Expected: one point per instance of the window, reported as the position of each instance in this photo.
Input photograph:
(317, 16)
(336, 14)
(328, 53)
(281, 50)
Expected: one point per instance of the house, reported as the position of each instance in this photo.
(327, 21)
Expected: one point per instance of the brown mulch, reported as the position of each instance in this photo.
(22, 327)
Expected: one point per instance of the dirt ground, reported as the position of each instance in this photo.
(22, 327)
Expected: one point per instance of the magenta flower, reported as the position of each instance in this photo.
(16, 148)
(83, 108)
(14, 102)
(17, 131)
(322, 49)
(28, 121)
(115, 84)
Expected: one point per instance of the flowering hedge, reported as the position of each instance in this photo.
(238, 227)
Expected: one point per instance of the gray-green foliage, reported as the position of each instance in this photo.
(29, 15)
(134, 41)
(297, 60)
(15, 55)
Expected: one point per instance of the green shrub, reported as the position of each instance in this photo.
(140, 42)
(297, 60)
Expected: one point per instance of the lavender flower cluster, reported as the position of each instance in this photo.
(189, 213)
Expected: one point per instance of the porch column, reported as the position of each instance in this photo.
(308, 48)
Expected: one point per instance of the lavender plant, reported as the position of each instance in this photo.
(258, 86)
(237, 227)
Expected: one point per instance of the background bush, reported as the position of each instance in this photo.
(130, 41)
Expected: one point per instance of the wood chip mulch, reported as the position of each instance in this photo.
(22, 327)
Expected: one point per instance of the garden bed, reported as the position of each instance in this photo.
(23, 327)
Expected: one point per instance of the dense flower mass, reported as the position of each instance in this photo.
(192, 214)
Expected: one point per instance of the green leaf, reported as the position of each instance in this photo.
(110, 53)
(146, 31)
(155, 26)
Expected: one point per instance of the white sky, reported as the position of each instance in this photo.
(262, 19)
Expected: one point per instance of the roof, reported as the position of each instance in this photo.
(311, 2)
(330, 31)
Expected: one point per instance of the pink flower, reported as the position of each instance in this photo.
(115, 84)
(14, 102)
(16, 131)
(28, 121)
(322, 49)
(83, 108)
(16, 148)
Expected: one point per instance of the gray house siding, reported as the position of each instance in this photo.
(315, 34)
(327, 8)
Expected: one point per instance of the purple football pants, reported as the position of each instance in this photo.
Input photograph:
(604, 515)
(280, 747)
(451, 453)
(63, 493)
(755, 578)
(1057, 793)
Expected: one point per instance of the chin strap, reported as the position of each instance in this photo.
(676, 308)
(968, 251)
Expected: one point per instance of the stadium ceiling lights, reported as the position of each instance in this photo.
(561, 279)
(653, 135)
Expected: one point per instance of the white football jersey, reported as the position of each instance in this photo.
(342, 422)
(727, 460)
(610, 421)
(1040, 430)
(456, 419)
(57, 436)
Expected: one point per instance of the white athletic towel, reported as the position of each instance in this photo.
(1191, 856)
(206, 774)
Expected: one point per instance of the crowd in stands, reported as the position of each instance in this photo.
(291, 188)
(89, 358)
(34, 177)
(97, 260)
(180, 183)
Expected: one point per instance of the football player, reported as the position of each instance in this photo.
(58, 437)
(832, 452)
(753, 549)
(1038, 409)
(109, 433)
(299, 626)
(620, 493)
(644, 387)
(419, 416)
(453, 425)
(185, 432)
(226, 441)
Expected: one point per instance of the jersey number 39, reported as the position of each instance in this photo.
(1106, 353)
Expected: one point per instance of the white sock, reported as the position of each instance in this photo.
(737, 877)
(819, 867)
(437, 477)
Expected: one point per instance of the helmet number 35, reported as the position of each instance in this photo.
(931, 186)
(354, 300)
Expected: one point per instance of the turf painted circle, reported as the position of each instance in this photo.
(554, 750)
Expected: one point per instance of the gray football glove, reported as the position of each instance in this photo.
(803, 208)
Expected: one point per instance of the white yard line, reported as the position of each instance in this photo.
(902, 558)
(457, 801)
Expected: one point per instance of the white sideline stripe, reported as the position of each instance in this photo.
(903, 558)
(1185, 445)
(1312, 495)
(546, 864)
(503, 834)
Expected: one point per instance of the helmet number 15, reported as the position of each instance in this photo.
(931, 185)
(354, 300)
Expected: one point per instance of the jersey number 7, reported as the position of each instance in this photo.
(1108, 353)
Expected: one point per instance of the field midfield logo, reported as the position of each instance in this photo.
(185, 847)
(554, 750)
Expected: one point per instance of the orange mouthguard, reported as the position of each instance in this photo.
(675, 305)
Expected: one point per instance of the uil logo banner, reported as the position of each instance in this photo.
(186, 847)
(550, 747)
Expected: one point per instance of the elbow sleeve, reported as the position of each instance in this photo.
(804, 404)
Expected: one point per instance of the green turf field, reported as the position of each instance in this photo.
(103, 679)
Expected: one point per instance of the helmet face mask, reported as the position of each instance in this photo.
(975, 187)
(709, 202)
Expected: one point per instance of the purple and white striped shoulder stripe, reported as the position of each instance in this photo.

★ ★ ★ ★

EXERCISE DIRECTIONS — Determine how many lines in the entries above contain the word "purple", and respond with the number alone.

TASK ANSWER — 2